Point localization data
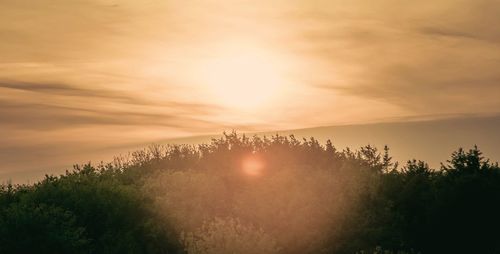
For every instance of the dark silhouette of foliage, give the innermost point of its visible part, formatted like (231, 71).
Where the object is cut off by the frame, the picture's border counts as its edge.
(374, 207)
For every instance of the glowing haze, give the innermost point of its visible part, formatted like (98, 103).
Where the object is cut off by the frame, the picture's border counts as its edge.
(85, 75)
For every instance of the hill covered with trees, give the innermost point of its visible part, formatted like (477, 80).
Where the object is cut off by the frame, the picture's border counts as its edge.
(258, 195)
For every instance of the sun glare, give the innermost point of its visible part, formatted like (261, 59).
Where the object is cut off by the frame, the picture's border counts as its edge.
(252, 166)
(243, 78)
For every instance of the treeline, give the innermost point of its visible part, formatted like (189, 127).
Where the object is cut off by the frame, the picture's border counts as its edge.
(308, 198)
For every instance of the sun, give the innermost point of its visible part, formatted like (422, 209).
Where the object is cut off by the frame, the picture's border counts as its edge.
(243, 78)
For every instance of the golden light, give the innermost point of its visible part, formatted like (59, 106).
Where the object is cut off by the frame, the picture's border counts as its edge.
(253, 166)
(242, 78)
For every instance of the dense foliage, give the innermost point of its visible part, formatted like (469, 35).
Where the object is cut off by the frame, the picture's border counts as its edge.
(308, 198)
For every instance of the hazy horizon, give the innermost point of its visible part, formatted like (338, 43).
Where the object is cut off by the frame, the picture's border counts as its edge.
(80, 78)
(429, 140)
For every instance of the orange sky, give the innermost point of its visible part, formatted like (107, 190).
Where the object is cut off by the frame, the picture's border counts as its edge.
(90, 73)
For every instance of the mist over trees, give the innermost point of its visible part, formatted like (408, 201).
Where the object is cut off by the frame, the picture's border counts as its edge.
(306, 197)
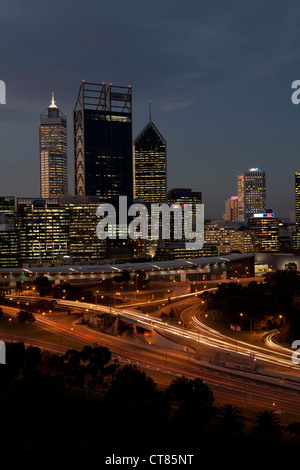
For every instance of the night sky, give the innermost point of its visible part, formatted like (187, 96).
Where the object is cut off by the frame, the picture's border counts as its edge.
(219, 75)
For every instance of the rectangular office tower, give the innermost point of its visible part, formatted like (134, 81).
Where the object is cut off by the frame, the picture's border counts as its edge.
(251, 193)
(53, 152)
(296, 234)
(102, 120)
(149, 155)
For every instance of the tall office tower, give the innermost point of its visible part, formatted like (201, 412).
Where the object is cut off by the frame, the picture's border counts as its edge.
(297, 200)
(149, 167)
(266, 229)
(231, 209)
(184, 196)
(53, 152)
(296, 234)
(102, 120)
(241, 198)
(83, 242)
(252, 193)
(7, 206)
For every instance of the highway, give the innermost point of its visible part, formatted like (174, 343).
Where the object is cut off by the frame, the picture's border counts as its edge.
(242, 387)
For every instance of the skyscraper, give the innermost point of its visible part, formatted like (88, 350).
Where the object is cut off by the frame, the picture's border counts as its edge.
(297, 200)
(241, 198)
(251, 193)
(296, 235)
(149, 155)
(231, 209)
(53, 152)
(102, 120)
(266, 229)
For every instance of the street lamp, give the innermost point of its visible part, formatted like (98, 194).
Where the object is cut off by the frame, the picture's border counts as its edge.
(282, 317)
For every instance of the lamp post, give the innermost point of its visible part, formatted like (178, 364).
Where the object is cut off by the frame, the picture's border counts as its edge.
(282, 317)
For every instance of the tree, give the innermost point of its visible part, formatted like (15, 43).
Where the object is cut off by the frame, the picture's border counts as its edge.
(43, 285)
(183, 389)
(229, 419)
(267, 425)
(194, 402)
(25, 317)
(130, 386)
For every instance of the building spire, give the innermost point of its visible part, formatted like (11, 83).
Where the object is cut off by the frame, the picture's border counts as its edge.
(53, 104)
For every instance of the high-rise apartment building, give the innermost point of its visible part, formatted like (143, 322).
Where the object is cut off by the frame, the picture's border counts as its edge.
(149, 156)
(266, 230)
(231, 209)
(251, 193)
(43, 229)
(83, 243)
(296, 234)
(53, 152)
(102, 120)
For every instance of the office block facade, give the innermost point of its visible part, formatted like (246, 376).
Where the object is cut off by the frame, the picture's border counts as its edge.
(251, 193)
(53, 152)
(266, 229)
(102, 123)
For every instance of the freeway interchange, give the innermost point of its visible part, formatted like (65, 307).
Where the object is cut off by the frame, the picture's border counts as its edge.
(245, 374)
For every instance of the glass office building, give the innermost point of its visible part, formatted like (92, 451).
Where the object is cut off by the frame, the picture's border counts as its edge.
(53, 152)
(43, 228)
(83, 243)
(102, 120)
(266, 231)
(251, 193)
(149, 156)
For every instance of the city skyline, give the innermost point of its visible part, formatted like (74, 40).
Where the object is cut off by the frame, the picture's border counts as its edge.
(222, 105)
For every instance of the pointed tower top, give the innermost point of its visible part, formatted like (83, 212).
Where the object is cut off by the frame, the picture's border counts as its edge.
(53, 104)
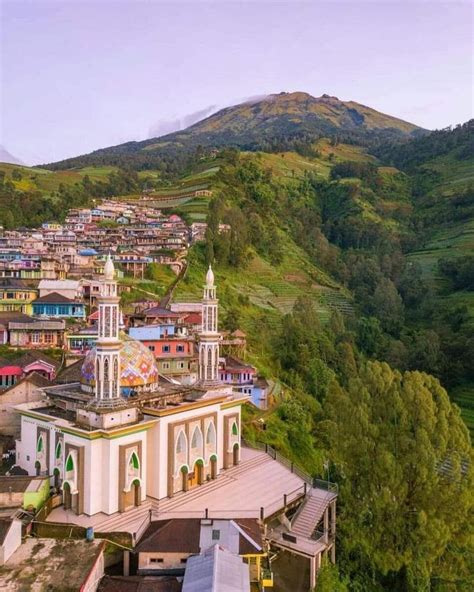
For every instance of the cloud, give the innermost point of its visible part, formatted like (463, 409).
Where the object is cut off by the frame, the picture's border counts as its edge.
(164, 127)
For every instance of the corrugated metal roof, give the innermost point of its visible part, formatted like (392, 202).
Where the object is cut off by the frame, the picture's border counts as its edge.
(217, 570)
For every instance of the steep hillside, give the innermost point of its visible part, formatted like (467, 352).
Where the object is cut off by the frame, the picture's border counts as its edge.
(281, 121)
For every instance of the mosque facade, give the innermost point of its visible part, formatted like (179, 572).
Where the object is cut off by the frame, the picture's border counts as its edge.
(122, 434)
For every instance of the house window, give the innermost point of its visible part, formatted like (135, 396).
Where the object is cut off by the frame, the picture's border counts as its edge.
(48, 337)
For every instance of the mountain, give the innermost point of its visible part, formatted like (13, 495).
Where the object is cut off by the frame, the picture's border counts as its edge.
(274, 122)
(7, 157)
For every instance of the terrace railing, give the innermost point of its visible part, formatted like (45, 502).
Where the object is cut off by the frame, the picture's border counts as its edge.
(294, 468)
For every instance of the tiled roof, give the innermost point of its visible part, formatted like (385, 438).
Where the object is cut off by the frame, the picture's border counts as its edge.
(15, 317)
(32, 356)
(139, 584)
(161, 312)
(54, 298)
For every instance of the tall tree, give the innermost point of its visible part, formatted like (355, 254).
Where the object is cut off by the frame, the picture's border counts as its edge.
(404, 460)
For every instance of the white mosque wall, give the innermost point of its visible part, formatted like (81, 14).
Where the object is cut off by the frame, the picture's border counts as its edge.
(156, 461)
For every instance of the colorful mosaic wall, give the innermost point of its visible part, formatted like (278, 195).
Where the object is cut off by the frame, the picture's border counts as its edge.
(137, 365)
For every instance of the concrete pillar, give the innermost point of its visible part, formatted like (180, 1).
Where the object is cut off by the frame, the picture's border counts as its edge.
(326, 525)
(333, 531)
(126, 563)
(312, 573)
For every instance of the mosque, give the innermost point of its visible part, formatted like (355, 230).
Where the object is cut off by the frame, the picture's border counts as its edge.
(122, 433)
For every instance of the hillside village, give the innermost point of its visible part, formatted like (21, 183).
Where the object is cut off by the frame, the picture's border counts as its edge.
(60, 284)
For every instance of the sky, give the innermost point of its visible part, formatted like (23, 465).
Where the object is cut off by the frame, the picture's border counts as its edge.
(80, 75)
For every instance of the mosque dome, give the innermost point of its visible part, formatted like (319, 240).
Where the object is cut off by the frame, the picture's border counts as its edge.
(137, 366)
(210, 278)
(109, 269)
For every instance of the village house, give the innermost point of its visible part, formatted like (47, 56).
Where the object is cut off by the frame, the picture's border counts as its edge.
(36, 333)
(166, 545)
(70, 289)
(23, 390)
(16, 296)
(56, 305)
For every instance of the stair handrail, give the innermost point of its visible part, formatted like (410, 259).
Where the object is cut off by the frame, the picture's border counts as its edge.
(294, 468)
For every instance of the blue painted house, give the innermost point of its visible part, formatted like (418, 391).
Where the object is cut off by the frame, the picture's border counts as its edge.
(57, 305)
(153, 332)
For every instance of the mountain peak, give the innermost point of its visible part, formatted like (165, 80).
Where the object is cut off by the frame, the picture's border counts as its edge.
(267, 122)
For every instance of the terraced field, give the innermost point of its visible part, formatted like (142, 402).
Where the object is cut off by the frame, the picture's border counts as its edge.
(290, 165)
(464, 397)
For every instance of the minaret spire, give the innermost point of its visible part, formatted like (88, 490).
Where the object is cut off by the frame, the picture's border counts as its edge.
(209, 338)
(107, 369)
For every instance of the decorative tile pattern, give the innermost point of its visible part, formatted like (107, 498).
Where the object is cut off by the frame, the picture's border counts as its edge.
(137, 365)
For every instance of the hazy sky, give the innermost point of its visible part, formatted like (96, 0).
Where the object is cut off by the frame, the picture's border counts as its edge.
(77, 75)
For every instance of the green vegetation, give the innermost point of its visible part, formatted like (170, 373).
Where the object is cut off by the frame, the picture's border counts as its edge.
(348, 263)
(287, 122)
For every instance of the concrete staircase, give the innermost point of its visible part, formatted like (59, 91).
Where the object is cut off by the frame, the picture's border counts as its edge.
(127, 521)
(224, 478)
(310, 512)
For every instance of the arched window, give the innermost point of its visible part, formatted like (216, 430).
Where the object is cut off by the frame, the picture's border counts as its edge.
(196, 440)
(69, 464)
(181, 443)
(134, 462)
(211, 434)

==

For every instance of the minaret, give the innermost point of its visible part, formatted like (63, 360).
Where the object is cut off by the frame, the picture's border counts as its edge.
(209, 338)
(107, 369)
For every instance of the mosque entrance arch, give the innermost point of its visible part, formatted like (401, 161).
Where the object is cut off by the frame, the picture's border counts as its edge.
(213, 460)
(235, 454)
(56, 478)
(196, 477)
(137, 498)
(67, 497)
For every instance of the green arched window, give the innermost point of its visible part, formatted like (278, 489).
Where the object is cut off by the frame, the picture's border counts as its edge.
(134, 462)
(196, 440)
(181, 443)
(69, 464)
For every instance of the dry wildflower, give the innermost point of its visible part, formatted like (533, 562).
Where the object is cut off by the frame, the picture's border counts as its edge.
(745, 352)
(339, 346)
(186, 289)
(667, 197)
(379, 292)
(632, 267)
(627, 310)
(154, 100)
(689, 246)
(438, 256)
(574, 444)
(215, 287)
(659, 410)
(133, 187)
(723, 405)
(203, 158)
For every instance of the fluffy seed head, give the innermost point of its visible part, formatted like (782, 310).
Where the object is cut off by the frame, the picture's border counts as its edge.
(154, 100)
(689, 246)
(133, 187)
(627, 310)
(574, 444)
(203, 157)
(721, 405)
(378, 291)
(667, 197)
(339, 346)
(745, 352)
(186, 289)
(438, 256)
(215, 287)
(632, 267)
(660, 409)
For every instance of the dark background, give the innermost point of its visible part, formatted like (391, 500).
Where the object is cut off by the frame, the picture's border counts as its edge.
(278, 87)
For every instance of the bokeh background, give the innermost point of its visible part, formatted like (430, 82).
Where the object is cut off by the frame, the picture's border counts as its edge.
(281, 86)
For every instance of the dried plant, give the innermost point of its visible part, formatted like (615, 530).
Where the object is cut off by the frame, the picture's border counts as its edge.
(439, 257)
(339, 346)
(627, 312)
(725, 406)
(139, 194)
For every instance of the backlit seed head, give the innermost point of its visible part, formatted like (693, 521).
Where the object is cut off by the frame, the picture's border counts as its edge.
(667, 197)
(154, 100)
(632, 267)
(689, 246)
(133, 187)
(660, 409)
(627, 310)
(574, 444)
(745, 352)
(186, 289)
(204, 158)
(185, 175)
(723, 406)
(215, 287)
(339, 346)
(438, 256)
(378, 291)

▶ TASK OBJECTIVE
A verbatim reproduction is expected: starting at the line above that has "For every instance of the mist", ending at the line that has "For every instance of the rectangular", both included, and with no pictures and no other lines.

▶ ANSWER BOX
For every instance of the mist over trees, give the innermost point of its visible part, formatted like (408, 201).
Where the object is cut off by the frame, the picture's border counts as its edge.
(306, 197)
For every instance of the night sky, give the innermost point of its visible part, formatted like (187, 96).
Where the object is cut off by the frame, the picture's border counts as its edge.
(219, 75)
For every instance of the rectangular office tower, give the innermost point of its visible part, formatted like (134, 81).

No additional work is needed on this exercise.